Saved data entries
------------------------------------------------------------

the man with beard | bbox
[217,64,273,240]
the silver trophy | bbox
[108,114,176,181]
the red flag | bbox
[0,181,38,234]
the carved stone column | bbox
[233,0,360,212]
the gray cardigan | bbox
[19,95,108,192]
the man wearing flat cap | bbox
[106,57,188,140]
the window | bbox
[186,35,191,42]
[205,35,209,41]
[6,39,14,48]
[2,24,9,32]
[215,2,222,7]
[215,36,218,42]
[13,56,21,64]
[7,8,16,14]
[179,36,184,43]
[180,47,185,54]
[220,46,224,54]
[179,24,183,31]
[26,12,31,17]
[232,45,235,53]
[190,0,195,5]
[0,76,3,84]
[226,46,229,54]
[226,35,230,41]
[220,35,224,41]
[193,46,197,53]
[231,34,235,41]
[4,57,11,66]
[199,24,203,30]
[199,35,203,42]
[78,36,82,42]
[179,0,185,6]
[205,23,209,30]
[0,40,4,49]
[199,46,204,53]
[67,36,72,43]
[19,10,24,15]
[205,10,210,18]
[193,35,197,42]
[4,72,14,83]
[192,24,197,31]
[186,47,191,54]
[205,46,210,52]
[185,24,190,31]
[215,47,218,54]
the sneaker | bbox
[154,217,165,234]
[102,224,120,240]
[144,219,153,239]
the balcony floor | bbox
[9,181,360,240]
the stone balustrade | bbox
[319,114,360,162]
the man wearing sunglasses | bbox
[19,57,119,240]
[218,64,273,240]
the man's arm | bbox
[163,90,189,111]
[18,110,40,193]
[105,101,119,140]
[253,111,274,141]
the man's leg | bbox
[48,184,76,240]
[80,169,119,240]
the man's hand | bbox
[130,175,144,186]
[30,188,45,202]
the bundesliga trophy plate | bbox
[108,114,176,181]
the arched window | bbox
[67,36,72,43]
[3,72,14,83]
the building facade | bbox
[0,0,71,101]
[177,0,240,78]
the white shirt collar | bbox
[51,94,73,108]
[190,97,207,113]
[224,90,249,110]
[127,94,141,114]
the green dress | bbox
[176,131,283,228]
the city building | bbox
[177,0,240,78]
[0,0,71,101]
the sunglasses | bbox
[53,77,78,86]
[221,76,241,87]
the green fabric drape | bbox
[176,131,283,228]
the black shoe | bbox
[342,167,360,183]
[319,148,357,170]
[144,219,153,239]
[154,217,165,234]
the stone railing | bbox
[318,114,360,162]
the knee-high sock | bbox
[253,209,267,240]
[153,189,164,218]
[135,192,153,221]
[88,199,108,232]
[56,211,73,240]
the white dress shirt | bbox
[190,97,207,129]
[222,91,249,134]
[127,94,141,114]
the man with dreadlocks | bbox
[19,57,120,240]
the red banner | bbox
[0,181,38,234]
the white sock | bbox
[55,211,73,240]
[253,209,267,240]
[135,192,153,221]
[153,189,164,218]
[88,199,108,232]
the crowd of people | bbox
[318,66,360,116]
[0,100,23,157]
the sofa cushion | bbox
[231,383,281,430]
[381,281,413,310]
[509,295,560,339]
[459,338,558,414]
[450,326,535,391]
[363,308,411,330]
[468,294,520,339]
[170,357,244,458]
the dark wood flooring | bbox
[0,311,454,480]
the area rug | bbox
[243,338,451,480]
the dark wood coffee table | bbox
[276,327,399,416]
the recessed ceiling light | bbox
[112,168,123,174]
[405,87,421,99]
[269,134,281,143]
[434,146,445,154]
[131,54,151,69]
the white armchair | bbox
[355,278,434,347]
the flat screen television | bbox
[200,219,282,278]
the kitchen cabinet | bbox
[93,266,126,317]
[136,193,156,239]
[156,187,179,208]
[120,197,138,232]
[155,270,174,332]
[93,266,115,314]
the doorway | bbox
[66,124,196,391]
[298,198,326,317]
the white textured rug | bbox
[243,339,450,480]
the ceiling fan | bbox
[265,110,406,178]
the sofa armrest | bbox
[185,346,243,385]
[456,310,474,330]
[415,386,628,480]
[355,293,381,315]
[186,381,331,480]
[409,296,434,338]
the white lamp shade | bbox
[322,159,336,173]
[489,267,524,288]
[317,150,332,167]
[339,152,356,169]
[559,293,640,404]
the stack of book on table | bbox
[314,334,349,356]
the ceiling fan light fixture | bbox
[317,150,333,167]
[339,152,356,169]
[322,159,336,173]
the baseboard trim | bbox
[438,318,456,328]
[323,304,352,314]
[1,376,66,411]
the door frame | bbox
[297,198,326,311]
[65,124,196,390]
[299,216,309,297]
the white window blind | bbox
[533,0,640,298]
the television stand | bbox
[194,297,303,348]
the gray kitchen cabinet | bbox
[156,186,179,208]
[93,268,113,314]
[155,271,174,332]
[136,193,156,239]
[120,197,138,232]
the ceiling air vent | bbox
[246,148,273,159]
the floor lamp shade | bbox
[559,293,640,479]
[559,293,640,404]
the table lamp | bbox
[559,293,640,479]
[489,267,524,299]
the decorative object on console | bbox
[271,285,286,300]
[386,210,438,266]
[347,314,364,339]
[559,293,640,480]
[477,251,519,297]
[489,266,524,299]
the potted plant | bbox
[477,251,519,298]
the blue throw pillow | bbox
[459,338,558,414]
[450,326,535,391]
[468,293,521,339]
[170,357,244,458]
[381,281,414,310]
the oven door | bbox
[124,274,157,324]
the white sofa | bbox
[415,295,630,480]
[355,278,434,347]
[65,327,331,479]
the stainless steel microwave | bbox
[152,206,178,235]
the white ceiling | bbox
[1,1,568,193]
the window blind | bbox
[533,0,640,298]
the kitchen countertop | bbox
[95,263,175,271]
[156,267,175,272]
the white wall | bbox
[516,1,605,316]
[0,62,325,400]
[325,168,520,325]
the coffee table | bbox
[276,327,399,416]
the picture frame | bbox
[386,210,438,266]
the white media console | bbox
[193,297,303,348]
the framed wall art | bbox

------------------------------------------------------------

TASK REQUIREMENTS – Could you give the records again, exactly as they appear?

SOLUTION FOR THIS EXERCISE –
the man with beard | bbox
[217,64,273,240]
the silver trophy | bbox
[108,114,176,181]
the red flag | bbox
[0,181,38,234]
the carved stone column | bbox
[233,0,360,212]
the gray cardigan | bbox
[19,95,108,192]
the man wearing flat cap | bbox
[106,57,188,140]
the window | bbox
[186,35,191,42]
[205,35,209,41]
[6,39,14,48]
[2,24,9,32]
[215,2,222,7]
[215,36,218,42]
[13,56,21,64]
[7,8,16,14]
[179,36,184,43]
[180,47,185,54]
[220,46,224,54]
[179,24,183,31]
[26,12,31,17]
[232,45,235,53]
[190,0,195,5]
[0,76,3,84]
[226,46,229,54]
[226,35,230,41]
[220,35,224,41]
[193,46,197,53]
[231,34,235,41]
[4,57,11,66]
[199,24,203,30]
[199,35,203,42]
[78,36,82,42]
[179,0,185,6]
[205,23,209,30]
[0,40,4,49]
[199,46,204,53]
[67,36,72,43]
[19,10,24,15]
[205,10,210,18]
[193,35,197,42]
[4,72,14,83]
[192,24,197,31]
[186,47,191,54]
[205,46,210,52]
[185,24,190,31]
[215,47,218,54]
the sneaker | bbox
[154,217,165,234]
[102,224,120,240]
[144,219,153,239]
the balcony floor | bbox
[9,181,360,240]
the stone balustrade | bbox
[319,114,360,162]
the man wearing sunglasses | bbox
[19,57,119,240]
[218,64,273,240]
the man's arm | bbox
[163,90,189,111]
[18,110,40,193]
[105,101,119,140]
[253,111,274,141]
the man's leg | bbox
[48,184,76,240]
[80,169,119,240]
the man's hand | bbox
[130,175,144,186]
[30,188,45,202]
the bundesliga trophy plate | bbox
[108,114,176,181]
the arched window | bbox
[67,36,72,43]
[3,72,14,83]
the building facade | bbox
[0,0,71,101]
[177,0,240,78]
the white shirt collar | bbox
[51,94,73,108]
[190,97,207,113]
[224,90,249,110]
[127,94,141,114]
the green dress | bbox
[176,131,283,228]
the city building | bbox
[177,0,240,78]
[0,0,71,101]
the sunglasses | bbox
[53,77,78,86]
[221,76,241,87]
the green fabric drape | bbox
[176,131,283,228]
the black shoe | bbox
[342,167,360,183]
[319,148,357,170]
[144,219,153,239]
[154,217,165,234]
the stone railing | bbox
[318,114,360,162]
the knee-high sock | bbox
[253,209,267,240]
[153,189,164,218]
[135,192,153,221]
[88,199,108,232]
[56,211,73,240]
the white dress shirt | bbox
[190,97,207,129]
[222,91,249,134]
[127,94,141,114]
the man with dreadlocks | bbox
[19,57,120,240]
the red banner | bbox
[0,181,38,234]
the white sock | bbox
[55,211,73,240]
[253,209,267,240]
[135,192,153,221]
[153,189,164,218]
[88,199,108,232]
the crowd of people | bbox
[318,66,360,116]
[0,100,23,157]
the sofa cushion | bbox
[231,383,281,430]
[381,281,413,310]
[509,295,560,339]
[459,338,558,414]
[450,326,535,391]
[363,308,411,330]
[468,294,520,339]
[170,357,244,458]
the dark wood flooring | bbox
[0,311,454,480]
the area rug | bbox
[243,338,451,480]
the dark wood coffee table | bbox
[276,327,399,416]
the recessed ceiling light | bbox
[112,168,123,174]
[405,87,421,99]
[269,134,281,143]
[434,146,445,154]
[131,54,151,69]
the white armchair | bbox
[355,278,434,347]
the flat screen television | bbox
[200,219,282,278]
the kitchen cabinet | bbox
[93,266,126,317]
[136,193,156,239]
[156,187,179,208]
[120,197,138,232]
[155,270,174,332]
[93,266,115,314]
the doorway | bbox
[66,124,196,391]
[298,198,326,317]
the white textured rug | bbox
[243,339,450,480]
the ceiling fan | bbox
[265,110,406,178]
the sofa armrest | bbox
[185,346,243,385]
[456,310,474,330]
[415,386,628,480]
[355,293,381,315]
[186,381,331,480]
[409,296,434,338]
the white lamp shade | bbox
[322,159,336,173]
[489,267,524,288]
[317,150,332,167]
[339,152,356,169]
[559,293,640,404]
the stack of book on table | bbox
[314,334,349,356]
the ceiling fan light fixture | bbox
[317,150,333,167]
[339,152,356,169]
[322,159,336,173]
the baseboard trim | bbox
[438,318,456,328]
[323,304,352,314]
[1,376,66,411]
the door frame | bbox
[297,198,326,311]
[65,124,196,390]
[299,216,309,297]
the white window blind | bbox
[533,0,640,298]
the television stand | bbox
[194,297,303,348]
the gray kitchen cabinet | bbox
[156,186,179,208]
[93,268,113,314]
[155,271,174,332]
[136,193,156,239]
[120,197,138,232]
the ceiling air vent | bbox
[246,148,273,159]
the floor lamp shade | bbox
[559,293,640,479]
[559,293,640,404]
the table lamp | bbox
[559,293,640,479]
[489,267,524,299]
the decorative object on console | bbox
[271,285,286,300]
[386,210,438,266]
[347,314,364,339]
[559,293,640,480]
[477,251,519,297]
[489,266,524,299]
the potted plant | bbox
[477,251,519,298]
the blue throw pillow | bbox
[459,338,558,414]
[450,326,535,391]
[468,293,521,339]
[170,357,244,458]
[381,281,414,310]
the oven door | bbox
[124,274,157,324]
the white sofa | bbox
[415,295,630,480]
[355,278,434,347]
[65,327,331,479]
the stainless steel microwave | bbox
[152,206,178,235]
the white ceiling | bbox
[1,1,568,193]
the window blind | bbox
[533,0,640,298]
the kitchen countertop | bbox
[95,263,175,271]
[156,267,175,272]
the white wall | bbox
[516,1,605,316]
[0,62,325,400]
[325,168,520,325]
the coffee table | bbox
[276,327,399,416]
the picture frame | bbox
[386,210,438,266]
the white media console | bbox
[193,297,303,348]
the framed wall art | bbox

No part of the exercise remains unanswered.